• _Source text_:
CKM Customer Journey: Fixing a Broken $100M+ Automation Program
5 min read
Large organizations are complex, often consisting of operations that evolved over several decades. Throughout this time, thousands of people come and go. While knowledge can be shared and maintained, the reason why things are the way they are is never quite clear. So, new hires look at these decade-old processes and generally seek to uphold them like sacred rituals. When new problems or technologies arise, leaders generally elect to add to what is existing, instead of stripping things down and questioning if components need to exist at all. Over time, this results in clunky processes and constantly growing work volumes that are just as bad for customer experience as they are for operational efficiency.
Despite this unfortunate, natural tendency for an operation to degrade in quality over time while becoming bloated with unnecessary work volumes and automation, it can be avoided with the right attitude and toolset. We recently sat down with one of the most talented digital transformation leaders we’ve had the pleasure of doing business with to discuss what his challenges looked like first-hand. Below we’ll review their experience as well as the ways in which CKM Analytix was able to support this customer in reaching their ambitious targets for operational efficiency.

• _Short task A_: Which lines of the entries contain the word "dark"? Copy each one, treating case as significant.
The entries have no connection to the article.

[Entries from a point labeling set]
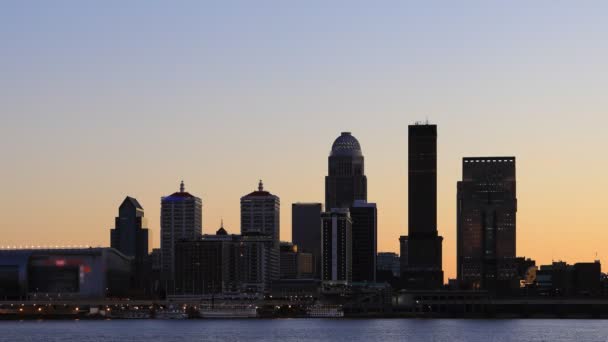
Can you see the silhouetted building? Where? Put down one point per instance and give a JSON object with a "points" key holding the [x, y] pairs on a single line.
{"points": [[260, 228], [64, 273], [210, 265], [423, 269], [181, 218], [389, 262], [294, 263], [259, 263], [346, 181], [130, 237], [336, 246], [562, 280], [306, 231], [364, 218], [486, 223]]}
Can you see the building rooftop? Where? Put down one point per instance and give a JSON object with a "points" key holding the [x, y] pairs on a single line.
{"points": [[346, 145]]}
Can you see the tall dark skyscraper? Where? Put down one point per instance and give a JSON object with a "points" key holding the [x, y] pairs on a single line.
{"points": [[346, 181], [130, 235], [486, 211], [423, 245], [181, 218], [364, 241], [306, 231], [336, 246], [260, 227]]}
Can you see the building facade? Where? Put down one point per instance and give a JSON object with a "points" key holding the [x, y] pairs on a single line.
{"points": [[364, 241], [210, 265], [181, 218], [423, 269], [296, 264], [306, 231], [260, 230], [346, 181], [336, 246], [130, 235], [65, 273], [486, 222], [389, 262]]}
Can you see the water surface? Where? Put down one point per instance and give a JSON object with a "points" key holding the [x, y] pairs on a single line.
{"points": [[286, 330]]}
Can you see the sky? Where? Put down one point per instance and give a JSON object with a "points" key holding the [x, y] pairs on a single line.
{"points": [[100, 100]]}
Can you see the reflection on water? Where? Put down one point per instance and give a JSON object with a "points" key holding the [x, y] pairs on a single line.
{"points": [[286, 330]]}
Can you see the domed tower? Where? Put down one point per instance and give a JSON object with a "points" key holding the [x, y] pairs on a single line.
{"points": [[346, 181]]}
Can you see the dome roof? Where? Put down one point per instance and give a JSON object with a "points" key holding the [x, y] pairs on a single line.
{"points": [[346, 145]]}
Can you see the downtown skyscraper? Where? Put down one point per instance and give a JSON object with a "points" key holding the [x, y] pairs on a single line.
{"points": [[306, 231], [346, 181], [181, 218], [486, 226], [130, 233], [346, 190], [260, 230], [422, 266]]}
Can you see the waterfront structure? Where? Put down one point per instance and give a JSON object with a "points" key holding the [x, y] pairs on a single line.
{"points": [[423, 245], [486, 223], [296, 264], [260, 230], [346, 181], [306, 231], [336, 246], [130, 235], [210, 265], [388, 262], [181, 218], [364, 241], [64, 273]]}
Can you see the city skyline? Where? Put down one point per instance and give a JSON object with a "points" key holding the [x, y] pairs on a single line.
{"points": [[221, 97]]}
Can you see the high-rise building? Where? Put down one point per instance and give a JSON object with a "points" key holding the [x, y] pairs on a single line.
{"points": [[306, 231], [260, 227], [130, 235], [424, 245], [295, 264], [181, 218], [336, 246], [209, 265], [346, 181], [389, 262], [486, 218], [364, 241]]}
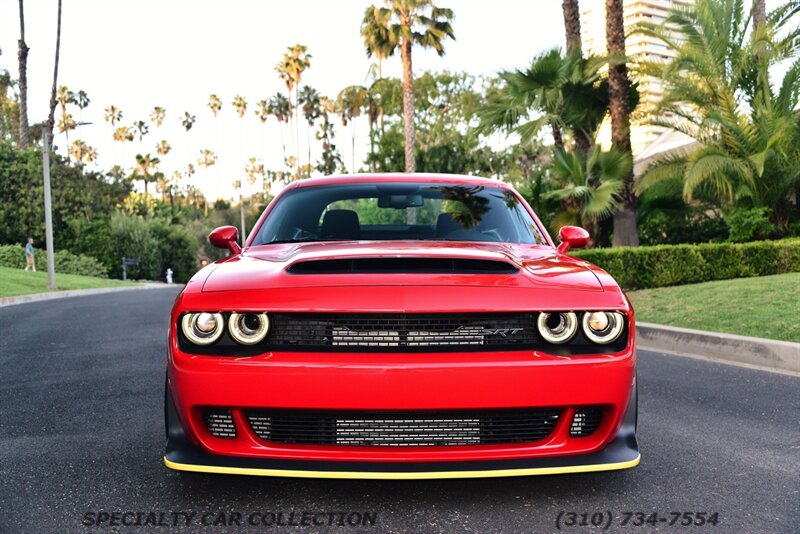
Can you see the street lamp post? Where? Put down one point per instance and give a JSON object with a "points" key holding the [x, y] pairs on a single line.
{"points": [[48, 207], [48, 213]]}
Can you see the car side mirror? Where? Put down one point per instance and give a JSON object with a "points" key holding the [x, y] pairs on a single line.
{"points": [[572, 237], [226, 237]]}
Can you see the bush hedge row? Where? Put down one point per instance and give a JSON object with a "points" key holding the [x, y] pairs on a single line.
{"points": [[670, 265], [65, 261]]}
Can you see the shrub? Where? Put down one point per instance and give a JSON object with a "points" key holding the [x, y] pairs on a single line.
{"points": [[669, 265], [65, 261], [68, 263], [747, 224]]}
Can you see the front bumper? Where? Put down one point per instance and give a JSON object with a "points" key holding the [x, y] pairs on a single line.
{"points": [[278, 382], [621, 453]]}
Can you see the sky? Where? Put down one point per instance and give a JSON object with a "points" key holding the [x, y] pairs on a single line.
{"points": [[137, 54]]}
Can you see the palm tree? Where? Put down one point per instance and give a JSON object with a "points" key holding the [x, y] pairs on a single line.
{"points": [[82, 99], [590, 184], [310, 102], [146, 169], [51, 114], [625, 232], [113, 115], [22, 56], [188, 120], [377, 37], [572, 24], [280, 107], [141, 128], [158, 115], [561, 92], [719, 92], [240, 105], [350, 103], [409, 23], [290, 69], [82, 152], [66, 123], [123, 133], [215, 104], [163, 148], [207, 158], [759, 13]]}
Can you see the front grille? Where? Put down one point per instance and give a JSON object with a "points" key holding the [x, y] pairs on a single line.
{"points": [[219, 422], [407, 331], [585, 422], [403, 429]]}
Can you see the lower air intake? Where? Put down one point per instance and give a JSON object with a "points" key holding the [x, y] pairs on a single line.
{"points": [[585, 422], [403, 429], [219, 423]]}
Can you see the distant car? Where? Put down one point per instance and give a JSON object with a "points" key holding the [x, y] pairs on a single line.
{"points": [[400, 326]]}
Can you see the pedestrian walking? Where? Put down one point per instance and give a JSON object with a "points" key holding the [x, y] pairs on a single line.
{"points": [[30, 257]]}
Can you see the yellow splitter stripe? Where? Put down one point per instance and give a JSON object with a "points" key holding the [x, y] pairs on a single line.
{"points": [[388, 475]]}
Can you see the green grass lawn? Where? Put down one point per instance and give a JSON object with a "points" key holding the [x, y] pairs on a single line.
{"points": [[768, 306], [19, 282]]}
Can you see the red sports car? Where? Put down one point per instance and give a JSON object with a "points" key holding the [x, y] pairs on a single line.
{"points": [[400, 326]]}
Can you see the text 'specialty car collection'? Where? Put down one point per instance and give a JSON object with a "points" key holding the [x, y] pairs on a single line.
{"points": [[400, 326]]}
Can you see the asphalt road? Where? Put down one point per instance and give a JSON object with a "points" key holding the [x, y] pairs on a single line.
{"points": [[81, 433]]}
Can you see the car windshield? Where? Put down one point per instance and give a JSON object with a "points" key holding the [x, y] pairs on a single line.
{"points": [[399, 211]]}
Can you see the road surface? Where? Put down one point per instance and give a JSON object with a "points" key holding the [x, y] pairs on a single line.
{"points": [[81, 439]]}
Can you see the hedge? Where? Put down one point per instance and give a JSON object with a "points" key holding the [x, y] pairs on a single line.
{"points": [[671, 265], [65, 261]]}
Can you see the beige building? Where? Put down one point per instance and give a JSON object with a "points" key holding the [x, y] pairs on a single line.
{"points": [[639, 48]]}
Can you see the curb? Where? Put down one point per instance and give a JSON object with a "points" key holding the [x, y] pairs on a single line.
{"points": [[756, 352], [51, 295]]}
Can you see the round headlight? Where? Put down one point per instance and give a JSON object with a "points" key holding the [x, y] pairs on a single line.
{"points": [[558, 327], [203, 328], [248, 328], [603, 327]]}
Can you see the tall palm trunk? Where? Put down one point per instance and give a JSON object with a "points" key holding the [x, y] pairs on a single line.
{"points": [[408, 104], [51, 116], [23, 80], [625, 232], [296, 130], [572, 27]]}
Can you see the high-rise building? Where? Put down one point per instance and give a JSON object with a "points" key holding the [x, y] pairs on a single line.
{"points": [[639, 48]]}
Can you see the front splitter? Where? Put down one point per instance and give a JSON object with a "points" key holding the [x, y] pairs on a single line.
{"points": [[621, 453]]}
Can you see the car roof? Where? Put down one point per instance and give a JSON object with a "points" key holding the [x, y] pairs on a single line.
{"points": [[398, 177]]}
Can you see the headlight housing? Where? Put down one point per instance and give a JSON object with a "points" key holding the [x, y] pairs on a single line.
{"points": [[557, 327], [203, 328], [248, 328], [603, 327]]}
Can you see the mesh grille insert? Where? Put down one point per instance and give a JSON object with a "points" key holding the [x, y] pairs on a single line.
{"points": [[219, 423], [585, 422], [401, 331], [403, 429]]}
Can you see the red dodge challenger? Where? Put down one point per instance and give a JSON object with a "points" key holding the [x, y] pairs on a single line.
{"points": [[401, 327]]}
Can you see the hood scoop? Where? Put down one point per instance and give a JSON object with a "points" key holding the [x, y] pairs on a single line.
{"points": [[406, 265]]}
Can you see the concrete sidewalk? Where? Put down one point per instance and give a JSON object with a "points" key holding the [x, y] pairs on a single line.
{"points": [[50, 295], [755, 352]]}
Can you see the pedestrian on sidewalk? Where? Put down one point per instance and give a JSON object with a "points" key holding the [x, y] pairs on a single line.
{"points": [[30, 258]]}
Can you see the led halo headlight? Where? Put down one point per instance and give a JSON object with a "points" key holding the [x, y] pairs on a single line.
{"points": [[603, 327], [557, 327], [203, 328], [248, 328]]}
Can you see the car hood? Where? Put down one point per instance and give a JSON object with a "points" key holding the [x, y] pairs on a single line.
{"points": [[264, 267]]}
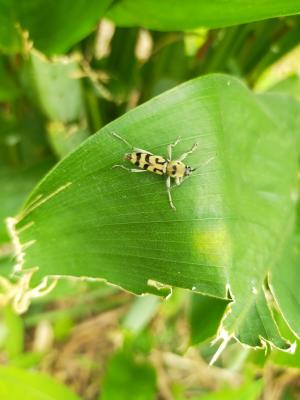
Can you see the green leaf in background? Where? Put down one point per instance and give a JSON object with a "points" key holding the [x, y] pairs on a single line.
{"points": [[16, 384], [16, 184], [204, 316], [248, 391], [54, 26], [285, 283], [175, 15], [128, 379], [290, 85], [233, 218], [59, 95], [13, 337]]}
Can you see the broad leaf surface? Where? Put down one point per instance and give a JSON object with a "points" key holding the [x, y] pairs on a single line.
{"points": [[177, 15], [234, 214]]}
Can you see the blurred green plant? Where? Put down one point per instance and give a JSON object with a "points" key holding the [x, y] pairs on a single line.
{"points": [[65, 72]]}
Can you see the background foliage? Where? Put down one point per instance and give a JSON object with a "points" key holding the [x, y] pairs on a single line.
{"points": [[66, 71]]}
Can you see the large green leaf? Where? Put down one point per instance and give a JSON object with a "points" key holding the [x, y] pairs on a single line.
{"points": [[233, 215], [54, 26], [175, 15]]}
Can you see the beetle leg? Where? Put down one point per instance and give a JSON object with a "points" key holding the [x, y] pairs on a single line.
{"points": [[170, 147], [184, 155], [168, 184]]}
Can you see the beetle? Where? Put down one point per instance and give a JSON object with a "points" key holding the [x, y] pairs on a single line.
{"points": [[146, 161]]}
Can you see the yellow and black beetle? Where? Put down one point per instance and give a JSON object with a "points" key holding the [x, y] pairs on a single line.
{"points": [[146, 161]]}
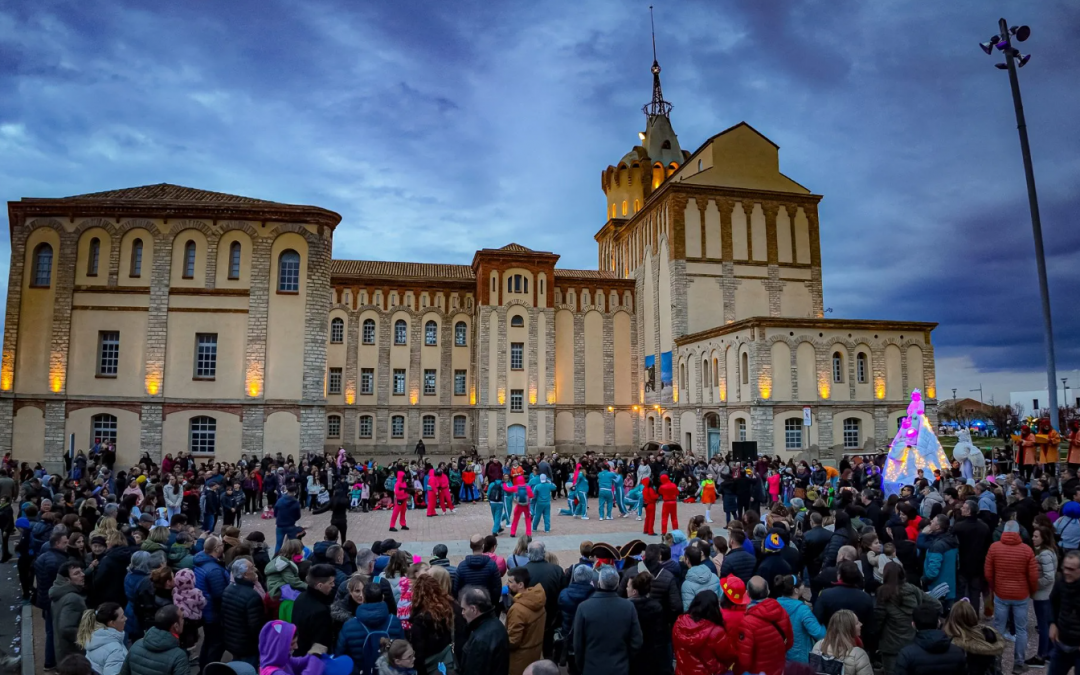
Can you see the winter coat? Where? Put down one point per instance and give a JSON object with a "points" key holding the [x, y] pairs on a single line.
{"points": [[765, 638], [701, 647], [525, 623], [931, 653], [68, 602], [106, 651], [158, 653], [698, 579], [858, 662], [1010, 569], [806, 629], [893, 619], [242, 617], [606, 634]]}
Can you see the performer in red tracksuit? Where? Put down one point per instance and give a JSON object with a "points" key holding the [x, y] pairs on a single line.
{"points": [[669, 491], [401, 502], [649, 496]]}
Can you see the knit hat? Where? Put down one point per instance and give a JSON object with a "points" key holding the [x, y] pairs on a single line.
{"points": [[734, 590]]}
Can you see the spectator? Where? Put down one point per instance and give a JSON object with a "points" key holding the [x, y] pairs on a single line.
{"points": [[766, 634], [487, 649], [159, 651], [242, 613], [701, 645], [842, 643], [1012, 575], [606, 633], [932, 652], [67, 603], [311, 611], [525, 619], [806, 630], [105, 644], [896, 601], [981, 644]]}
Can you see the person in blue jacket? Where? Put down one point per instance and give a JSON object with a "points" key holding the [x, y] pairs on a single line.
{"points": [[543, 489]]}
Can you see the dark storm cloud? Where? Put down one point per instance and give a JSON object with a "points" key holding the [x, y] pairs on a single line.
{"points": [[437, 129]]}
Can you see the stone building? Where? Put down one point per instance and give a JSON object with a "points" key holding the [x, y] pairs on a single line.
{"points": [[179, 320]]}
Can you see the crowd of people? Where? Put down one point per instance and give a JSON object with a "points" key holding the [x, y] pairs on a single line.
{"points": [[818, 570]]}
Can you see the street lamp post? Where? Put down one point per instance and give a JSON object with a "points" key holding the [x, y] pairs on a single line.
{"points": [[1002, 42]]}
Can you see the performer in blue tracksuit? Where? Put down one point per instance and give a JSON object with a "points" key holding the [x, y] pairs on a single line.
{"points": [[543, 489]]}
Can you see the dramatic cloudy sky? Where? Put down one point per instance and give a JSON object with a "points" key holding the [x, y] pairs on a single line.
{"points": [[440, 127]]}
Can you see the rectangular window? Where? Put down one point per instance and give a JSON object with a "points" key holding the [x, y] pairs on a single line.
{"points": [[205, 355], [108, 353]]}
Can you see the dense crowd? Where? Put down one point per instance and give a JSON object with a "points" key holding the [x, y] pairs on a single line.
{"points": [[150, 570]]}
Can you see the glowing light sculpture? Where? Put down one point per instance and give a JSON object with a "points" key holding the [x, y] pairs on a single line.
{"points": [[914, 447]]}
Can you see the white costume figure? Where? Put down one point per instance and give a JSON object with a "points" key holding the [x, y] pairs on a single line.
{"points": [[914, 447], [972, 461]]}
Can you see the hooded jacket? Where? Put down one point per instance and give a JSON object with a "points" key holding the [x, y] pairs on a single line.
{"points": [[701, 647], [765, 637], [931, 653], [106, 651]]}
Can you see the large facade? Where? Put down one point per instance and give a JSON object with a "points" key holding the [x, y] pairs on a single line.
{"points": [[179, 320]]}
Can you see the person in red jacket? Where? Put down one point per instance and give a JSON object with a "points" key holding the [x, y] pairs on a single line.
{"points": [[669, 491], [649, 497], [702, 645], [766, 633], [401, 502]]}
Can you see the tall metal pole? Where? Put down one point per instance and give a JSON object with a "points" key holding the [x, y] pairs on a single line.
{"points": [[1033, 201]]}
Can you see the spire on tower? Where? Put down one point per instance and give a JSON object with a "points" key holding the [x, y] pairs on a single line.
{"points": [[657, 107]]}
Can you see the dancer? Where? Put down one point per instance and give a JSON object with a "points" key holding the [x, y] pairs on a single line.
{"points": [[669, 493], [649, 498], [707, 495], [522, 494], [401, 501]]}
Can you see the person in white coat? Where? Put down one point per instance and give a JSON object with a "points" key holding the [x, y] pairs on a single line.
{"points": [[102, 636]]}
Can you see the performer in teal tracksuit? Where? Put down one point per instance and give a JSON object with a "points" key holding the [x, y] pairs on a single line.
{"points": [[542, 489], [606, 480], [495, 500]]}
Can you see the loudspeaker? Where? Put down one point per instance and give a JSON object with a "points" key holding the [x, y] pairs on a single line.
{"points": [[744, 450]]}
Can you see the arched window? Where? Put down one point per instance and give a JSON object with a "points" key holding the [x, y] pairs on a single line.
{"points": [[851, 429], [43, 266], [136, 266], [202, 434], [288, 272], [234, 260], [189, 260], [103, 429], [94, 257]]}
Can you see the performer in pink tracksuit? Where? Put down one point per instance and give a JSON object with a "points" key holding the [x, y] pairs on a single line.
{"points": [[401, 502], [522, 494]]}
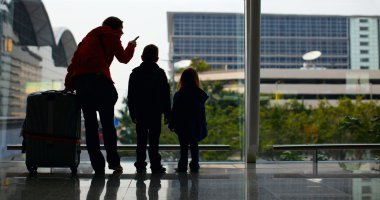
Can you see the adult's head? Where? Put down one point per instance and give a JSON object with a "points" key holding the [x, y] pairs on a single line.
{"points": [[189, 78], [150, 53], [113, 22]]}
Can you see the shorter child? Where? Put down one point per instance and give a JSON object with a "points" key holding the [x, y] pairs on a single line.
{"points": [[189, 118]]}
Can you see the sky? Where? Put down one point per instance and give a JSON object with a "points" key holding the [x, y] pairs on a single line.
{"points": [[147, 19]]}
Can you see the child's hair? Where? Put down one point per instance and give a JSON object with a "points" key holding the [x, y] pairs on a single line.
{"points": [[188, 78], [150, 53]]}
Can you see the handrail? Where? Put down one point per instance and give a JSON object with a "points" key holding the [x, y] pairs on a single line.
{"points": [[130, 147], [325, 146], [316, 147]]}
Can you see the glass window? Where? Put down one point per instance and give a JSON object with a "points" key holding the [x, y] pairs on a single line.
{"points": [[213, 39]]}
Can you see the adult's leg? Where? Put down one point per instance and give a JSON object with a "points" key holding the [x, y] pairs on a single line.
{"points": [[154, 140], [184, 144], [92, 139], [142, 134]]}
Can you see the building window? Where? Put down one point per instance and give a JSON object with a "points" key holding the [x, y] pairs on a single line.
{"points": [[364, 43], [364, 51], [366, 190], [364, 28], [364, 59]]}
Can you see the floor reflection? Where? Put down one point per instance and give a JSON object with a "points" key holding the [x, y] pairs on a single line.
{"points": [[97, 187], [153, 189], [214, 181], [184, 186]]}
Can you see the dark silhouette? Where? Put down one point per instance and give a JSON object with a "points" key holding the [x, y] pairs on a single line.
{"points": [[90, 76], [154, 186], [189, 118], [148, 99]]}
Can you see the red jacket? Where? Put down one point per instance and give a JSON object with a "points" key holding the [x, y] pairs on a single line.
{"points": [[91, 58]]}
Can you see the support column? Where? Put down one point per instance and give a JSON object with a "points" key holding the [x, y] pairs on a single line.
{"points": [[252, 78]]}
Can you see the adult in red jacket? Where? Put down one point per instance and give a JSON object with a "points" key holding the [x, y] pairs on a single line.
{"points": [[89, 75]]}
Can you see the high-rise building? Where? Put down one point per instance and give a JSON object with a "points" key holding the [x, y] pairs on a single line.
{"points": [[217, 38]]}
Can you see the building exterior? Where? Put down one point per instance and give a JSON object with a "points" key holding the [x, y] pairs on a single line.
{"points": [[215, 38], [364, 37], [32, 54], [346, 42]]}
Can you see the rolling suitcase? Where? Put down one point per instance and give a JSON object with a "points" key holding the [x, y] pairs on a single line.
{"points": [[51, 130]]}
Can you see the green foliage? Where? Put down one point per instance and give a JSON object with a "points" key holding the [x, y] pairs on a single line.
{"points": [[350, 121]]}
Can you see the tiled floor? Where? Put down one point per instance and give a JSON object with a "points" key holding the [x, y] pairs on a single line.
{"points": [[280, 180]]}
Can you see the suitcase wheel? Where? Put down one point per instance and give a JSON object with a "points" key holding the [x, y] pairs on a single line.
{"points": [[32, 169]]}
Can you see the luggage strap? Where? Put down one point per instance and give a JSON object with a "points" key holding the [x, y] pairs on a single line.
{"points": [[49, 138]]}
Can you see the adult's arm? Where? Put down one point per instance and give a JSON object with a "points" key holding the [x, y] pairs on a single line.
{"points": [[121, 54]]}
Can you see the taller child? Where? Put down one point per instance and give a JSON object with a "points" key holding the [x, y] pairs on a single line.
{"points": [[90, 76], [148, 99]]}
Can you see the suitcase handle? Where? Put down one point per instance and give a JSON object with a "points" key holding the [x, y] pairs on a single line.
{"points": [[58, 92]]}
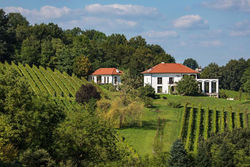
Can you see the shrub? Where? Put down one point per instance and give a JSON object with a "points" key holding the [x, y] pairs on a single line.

• _Short task B_: Which distinct words ending in "-ly" appear in the article?

• _Written reply A_:
Can you see the tall dark skyscraper? Where? Put down one point per instance and give a JSON object with a "points" key holding the [x, y] pairs on a single line.
Can you see the dark storm cloud? Where? Put down one point per instance and give a JSON object with a "points" key holding the [x, y] pairs on a single line.
Can you see the dark silhouette? Where? Put down one point per instance and give a JSON object with a "points" key holding the [x, y] pairs on a single line.

• _Written reply B_: generally, constantly, recently